Data to process:
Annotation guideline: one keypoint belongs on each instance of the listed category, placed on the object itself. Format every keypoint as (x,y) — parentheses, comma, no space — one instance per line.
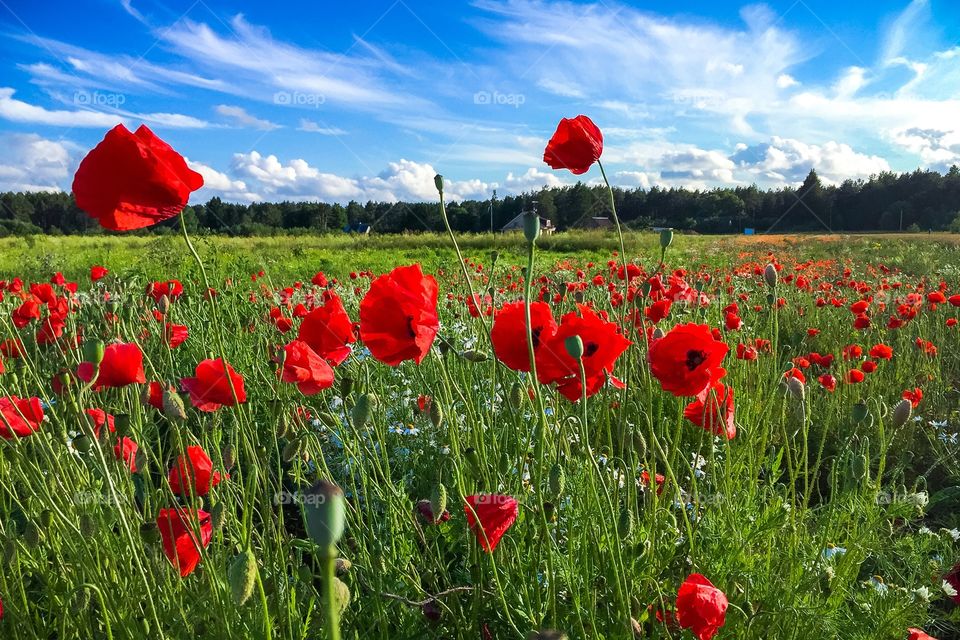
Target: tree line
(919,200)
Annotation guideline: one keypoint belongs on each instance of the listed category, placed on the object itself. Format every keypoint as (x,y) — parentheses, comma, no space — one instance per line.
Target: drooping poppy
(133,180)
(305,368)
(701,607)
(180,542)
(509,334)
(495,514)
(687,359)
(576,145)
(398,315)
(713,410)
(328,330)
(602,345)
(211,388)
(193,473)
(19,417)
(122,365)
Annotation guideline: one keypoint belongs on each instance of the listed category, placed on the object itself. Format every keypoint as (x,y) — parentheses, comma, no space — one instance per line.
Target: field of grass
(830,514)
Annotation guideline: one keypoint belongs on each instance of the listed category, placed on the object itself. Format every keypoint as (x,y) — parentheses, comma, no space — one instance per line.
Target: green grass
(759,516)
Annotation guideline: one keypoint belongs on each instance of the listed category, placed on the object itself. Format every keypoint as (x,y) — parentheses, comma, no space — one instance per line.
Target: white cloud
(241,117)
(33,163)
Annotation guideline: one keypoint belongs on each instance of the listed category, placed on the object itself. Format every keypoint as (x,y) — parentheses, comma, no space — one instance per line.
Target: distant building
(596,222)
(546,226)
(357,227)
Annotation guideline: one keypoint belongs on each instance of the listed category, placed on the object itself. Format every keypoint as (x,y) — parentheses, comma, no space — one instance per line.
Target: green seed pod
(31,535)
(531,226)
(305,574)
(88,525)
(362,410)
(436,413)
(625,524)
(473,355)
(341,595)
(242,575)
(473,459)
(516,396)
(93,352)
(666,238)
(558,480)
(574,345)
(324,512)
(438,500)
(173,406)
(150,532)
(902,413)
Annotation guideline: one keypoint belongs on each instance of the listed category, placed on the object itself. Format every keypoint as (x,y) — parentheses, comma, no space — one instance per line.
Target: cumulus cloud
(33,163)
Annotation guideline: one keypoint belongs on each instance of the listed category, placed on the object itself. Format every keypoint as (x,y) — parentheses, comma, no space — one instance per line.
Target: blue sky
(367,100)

...

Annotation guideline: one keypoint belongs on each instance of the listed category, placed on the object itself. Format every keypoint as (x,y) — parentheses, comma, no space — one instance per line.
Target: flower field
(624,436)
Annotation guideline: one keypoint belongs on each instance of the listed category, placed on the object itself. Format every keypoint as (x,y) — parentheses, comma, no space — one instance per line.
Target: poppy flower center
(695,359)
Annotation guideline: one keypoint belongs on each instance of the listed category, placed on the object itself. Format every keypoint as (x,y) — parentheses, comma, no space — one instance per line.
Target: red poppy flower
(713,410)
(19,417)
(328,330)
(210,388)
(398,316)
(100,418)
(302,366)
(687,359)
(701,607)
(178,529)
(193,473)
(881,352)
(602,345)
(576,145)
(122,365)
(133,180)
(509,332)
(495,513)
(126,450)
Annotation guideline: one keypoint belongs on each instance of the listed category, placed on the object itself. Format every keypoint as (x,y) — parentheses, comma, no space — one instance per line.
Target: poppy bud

...

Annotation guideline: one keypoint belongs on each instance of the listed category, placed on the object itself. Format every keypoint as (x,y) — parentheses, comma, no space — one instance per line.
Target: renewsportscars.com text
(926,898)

Action item: Reproduce the entries above exactly, but only the lines between the line holding "Target: flower field" and the line holding "Target: poppy bud", inclusive.

Output for this task:
Target: flower field
(624,436)
Annotation guideline: one keypoint belongs on each instance of the listed category, placed on the object itself. Format every keypoint as (x,y) — parentheses, comma, no space — one instance per line.
Target: poppy flower center
(695,359)
Annotation guideline: one keypoint belongs on each instance of the listed category, placed on the object itself. Format every keypoint as (x,y) — parentheses, comma, no space — one instance per line.
Target: red poppy flower
(713,410)
(19,417)
(328,330)
(210,388)
(398,316)
(100,418)
(302,366)
(687,359)
(701,607)
(178,529)
(193,473)
(881,352)
(602,345)
(576,145)
(122,365)
(133,180)
(509,332)
(495,513)
(126,450)
Annotation guideline: one keypoint belongs on each instance of the listed category, placed on the object itself. Format every keypoint as (x,y) — parentheses, comma, no space — one instance per line.
Target: poppy bud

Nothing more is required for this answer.